__Exercise set__.
1. In the event logging mailing-list thread, which section number did Peter Waher extend the description of?
2. Using the event logging mailing-list thread, decide whether each statement agrees with it. For each, answer yes or no and quote the deciding words.
(a) Teemu judged the revised description an improvement.
(b) Peter's revision says information published through Publish-Subscribe should be treated as open unless subscription is fully controlled.
(c) Teemu's earlier message was sent only to Peter Waher.
3. List every header field name that appears in the quoted original message in the event logging mailing-list thread.

Re: [Standards] eventlogging xeps

2013-12-11 Thread Teemu Väisänen
Yes, it is better now.

-Teemu

2013/12/10 Peter Waher peter.wa...@clayster.com:
 Hello Teemu

 Thanks for the feedback. The description in §7.3.2 was perhaps a bit 
 minimalistic. I extended it as follows:

 Event messages could be published using Publish-Subscribe. Unless there's 
 absolute control of who can subscribe to the information published in this 
 manner, the information should be considered open and freely available. In 
 such cases extra care should be taken to not publish information of a 
 sensitive nature, or information that can be mined for information, behavior 
 patterns, trends, etc., that can be viewed as being of a sensitive nature. If 
 there's a risk that either absolute control cannot be achieved and 
 information is of a sensitive nature, this pattern should be avoided.

 Ok?

 Best regards,
 Peter Waher


 -Original Message-
 From: Teemu Väisänen [mailto:uol...@gmail.com]
 Sent: den 10 december 2013 14:37
 To: XMPP Standards; Peter Waher
 Subject: Re: [Standards] eventlogging xeps

 Hi Peter.

 Section 7.3.2 Publish/Subscribe describes: Event messages could be published 
 using Publish-Subscribe. But, even more care should be taken to log only 
 information that can be published openly. If there's risk for sensitive 
 information to be logged, the publish/subscribe pattern should be avoided.

__Material__.

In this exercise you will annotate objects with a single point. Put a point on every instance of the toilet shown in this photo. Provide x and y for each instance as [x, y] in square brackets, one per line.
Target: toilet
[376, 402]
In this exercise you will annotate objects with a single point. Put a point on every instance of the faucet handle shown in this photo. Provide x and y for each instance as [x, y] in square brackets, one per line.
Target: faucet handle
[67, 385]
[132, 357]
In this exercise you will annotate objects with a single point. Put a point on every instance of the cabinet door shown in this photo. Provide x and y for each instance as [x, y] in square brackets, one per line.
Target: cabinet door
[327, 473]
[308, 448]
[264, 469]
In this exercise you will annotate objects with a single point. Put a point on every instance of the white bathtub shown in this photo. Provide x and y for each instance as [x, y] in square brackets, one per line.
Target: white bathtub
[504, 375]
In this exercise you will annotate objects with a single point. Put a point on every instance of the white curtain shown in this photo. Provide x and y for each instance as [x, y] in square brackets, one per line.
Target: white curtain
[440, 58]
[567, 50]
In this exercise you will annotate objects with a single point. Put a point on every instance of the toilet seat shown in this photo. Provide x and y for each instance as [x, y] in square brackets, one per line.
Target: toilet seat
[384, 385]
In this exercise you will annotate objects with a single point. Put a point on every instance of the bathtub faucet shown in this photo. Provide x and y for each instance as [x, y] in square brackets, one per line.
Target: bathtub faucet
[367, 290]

--

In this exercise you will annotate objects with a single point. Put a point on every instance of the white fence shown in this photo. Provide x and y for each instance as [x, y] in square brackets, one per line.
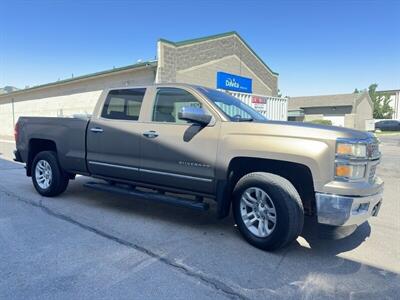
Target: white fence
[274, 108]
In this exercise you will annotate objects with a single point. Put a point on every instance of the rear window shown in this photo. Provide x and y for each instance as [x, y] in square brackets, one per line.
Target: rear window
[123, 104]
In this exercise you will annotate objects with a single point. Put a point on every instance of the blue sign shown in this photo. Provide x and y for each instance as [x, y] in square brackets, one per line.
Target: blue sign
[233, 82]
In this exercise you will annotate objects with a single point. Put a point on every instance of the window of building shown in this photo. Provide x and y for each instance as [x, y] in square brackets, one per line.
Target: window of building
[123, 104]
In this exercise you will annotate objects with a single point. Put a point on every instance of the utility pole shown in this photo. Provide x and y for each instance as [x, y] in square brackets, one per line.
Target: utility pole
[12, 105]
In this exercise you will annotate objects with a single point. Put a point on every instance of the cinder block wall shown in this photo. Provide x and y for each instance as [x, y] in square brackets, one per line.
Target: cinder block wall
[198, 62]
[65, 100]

__Full solutions__.
1. §7.3.2, the Publish/Subscribe section.

2.
(a) Yes: "Yes, it is better now."
(b) Yes: "Unless there's absolute control of who can subscribe to the information published in this manner, the information should be considered open and freely available."
(c) No: "To: XMPP Standards; Peter Waher"

3. From, Sent, To, Subject